Stated problem: Take the line that has "Objective: one point per instance of the rocky hillside" in it and every line after it to the end of the entries, and reproduce them exactly.

======== Supplied records ========

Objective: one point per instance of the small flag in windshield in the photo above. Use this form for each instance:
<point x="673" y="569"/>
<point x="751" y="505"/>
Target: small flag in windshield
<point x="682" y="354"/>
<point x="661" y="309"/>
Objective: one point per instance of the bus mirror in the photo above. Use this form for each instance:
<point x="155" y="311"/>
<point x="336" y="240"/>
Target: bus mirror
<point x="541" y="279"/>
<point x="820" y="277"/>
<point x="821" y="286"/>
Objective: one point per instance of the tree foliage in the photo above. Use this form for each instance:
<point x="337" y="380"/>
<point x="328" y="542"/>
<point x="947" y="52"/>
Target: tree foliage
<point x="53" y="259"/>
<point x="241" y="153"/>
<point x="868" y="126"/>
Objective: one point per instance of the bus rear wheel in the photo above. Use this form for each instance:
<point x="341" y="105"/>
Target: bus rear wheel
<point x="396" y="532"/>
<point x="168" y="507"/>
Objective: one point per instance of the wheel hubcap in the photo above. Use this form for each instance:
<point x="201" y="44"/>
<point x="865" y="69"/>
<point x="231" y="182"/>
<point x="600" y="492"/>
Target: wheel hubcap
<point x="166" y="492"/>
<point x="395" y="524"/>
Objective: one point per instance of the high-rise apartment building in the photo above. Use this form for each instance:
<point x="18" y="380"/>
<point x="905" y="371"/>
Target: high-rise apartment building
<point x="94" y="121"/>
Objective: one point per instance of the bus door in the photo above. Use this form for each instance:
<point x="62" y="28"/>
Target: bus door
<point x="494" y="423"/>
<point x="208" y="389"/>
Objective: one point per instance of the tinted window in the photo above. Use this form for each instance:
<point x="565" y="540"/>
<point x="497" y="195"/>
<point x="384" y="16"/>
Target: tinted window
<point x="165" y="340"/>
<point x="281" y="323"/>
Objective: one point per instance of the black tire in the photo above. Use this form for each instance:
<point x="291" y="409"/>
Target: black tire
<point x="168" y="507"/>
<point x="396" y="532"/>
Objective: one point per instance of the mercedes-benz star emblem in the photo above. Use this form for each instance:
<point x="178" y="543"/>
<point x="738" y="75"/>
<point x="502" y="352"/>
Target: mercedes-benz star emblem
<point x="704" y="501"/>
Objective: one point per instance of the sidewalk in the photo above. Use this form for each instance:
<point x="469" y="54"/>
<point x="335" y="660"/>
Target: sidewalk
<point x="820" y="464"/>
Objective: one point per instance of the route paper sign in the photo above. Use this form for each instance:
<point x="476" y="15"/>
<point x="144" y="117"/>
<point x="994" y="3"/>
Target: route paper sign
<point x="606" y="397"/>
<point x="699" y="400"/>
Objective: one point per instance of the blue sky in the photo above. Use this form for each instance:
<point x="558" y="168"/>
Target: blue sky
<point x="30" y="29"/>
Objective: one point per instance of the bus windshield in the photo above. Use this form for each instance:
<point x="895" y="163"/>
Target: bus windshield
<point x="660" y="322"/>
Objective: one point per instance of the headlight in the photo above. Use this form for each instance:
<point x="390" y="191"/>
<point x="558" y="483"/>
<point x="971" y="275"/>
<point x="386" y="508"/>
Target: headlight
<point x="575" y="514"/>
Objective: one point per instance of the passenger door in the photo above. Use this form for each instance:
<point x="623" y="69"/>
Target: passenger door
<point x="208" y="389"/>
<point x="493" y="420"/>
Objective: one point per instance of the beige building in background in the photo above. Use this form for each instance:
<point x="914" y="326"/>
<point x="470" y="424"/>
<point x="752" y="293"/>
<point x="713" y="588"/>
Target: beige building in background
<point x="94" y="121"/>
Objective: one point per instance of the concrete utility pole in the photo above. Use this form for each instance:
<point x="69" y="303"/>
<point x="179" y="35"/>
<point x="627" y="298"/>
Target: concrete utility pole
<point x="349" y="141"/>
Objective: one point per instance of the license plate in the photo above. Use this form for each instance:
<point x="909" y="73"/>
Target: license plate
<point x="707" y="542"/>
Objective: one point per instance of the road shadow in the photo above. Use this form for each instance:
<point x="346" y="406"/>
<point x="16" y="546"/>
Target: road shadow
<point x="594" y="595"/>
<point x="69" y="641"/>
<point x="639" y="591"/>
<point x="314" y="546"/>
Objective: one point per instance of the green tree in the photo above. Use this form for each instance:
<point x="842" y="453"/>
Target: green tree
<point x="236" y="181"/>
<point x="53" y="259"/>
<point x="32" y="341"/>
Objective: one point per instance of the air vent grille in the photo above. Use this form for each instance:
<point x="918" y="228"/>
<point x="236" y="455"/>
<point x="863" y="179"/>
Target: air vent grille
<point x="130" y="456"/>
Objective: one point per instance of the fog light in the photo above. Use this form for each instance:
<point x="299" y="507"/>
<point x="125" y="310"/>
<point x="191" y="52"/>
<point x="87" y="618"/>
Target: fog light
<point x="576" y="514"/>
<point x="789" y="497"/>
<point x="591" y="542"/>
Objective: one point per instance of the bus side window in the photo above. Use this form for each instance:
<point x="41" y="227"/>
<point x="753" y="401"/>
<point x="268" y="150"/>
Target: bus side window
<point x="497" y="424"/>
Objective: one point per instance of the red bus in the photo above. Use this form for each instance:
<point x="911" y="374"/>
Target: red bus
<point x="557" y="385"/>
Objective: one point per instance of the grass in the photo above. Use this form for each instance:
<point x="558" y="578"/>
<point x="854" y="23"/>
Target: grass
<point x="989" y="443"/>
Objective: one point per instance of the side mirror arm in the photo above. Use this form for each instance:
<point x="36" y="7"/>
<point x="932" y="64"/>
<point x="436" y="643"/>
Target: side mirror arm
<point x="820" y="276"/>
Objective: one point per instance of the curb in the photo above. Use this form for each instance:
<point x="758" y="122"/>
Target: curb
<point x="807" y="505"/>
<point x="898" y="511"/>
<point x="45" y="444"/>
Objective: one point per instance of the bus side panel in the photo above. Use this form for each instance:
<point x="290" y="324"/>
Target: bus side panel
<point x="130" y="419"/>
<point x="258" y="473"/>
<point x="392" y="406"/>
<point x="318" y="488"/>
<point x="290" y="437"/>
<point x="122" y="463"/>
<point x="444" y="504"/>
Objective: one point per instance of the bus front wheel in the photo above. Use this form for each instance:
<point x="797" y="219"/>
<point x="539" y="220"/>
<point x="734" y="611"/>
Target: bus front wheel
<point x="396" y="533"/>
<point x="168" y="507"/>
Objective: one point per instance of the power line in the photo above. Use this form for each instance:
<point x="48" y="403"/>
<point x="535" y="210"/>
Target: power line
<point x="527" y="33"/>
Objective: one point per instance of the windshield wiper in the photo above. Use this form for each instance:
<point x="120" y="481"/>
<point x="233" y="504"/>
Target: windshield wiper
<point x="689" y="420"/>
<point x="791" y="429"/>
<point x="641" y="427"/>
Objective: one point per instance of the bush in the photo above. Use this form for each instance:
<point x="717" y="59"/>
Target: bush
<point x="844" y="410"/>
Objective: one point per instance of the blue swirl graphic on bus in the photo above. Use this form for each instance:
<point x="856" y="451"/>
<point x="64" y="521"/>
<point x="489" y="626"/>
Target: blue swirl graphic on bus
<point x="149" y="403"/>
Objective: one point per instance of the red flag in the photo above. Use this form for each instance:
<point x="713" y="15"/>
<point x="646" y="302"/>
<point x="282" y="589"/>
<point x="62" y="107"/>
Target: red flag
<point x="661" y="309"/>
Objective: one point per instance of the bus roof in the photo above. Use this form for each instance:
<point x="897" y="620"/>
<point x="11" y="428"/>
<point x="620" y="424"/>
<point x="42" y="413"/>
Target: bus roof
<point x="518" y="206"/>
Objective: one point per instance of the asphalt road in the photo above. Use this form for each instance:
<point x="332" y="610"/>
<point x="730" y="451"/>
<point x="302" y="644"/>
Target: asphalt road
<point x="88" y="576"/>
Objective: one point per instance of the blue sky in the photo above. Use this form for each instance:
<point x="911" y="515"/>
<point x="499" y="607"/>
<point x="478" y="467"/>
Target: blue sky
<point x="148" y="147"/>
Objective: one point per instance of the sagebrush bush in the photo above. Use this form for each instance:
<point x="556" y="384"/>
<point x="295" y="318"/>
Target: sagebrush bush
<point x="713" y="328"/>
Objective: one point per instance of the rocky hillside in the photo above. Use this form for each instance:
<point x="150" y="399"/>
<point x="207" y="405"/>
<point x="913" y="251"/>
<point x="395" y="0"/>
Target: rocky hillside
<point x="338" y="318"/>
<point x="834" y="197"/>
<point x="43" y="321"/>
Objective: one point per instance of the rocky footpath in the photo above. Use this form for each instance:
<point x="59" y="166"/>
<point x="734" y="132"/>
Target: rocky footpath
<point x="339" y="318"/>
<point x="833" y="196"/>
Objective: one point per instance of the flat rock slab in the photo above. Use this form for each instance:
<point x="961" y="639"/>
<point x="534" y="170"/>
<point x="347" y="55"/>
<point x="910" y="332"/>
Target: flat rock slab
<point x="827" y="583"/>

========

Result below:
Objective: one point per instance of the rocky hillside in the photo above. Use this form for each instance:
<point x="150" y="399"/>
<point x="207" y="405"/>
<point x="913" y="251"/>
<point x="395" y="0"/>
Target: rocky hillside
<point x="338" y="318"/>
<point x="834" y="197"/>
<point x="43" y="321"/>
Objective: one point per instance of the rocky footpath in the photo above. Use this form for each instance:
<point x="59" y="166"/>
<point x="734" y="132"/>
Target: rocky footpath
<point x="339" y="318"/>
<point x="833" y="196"/>
Objective: one point per instance of the flat rock slab in the photo above. Use this form for each instance:
<point x="961" y="639"/>
<point x="534" y="170"/>
<point x="347" y="55"/>
<point x="910" y="332"/>
Target: flat rock slab
<point x="827" y="583"/>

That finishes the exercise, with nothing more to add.